*Bloc de texte*.
++++++

Une hiérarchie des différents examens disponibles est proposée à partir d’études comparatives entre tomodensitométrie, échographie et IRM pour l’évaluation préthérapeutique des cancers de l’endomètre .
La profondeur d’envahissement du myomètre est un élément prédictif de métastases ganglionnaires. L’incidence des atteintes ganglionnaires passe de 3 % avec une tumeur peu envahissante (stade IB) à plus de 40 % dans les invasions profondes (stade C). L’incidence des métastases para-aortiques varie dans les mêmes proportions selon l’envahissement du myomètre (3 % stade IB à 46 % stade IC).
L’examen macroscopique peropératoire et/ou l’examen extemporané de la pièce opératoire aident à préciser l’envahissement du myomètre; cependant, l’estimation visuelle est peu précise, avec seulement une estimation juste dans 65 % des tumeurs de grade 2, de 31 % en cas de grade 3 et de 71 % en cas d’envahissement profond. L’examen extemporané est plus efficace, mais reste imprécis pour bon nombre de patientes.

++++++

*Liste des données*.
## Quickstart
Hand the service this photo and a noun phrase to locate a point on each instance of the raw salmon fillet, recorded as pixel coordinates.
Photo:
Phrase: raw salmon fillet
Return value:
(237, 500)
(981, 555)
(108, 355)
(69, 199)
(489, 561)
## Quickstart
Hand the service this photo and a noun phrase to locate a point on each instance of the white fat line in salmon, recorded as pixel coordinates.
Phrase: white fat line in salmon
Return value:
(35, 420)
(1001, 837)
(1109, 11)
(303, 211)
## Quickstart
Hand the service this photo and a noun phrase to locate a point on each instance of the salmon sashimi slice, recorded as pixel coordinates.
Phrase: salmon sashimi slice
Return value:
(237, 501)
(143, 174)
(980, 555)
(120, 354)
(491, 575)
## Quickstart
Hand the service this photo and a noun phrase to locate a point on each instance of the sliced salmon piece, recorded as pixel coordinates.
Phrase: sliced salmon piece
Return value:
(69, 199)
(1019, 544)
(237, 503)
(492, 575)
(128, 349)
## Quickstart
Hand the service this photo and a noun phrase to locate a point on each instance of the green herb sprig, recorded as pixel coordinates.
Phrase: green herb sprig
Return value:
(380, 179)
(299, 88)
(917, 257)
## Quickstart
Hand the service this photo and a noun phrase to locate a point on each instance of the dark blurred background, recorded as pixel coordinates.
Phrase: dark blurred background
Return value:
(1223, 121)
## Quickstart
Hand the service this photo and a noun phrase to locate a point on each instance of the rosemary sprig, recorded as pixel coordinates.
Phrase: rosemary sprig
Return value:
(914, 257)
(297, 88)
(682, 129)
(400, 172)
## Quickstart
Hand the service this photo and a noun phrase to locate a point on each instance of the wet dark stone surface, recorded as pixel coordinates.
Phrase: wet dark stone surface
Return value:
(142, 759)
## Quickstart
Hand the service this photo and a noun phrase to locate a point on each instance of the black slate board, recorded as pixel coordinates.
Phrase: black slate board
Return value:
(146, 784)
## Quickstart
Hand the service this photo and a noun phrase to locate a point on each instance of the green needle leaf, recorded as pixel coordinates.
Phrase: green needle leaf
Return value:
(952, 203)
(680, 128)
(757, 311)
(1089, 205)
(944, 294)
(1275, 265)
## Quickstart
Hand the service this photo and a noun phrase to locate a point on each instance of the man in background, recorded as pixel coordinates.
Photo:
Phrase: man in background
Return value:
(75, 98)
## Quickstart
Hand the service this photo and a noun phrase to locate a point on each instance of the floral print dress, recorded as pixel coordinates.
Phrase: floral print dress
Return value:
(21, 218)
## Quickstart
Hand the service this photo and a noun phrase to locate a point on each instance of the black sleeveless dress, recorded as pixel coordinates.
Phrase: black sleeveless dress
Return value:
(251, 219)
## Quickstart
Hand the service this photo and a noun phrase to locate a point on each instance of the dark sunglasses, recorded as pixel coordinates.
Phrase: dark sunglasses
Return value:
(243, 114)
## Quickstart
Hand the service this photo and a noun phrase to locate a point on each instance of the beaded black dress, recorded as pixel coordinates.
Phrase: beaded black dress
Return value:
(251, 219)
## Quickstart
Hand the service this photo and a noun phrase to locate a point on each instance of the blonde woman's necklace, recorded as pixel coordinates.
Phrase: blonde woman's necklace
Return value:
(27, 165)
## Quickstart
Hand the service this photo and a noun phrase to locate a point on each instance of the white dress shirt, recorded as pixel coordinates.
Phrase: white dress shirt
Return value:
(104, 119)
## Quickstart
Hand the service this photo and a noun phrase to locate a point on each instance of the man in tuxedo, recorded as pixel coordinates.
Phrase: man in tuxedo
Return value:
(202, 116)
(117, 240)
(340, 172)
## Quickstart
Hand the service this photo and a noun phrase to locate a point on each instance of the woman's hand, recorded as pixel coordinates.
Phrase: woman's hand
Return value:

++++++

*Consigne A*. Énumérez les techniques d’imagerie que le bloc de texte présente comme objets d’études comparatives.
*Consigne B*. Indiquez par oui ou non si chaque affirmation concorde avec le bloc de texte, en citant les mots décisifs : (i) l’estimation visuelle est juste dans 65 % des tumeurs de grade 2 ; (ii) l’examen extemporané est moins efficace que l’estimation visuelle ; (iii) l’incidence des métastases para-aortiques atteint 46 % au stade IC.
Les lignes constituent un matériau distinct du bloc de texte.

*Réponse A*. Tomodensitométrie, échographie, IRM.

*Réponse B*.
(i) Oui : « avec seulement une estimation juste dans 65 % des tumeurs de grade 2 ».
(ii) Non : « L’examen extemporané est plus efficace ».
(iii) Oui : « 3 % stade IB à 46 % stade IC ».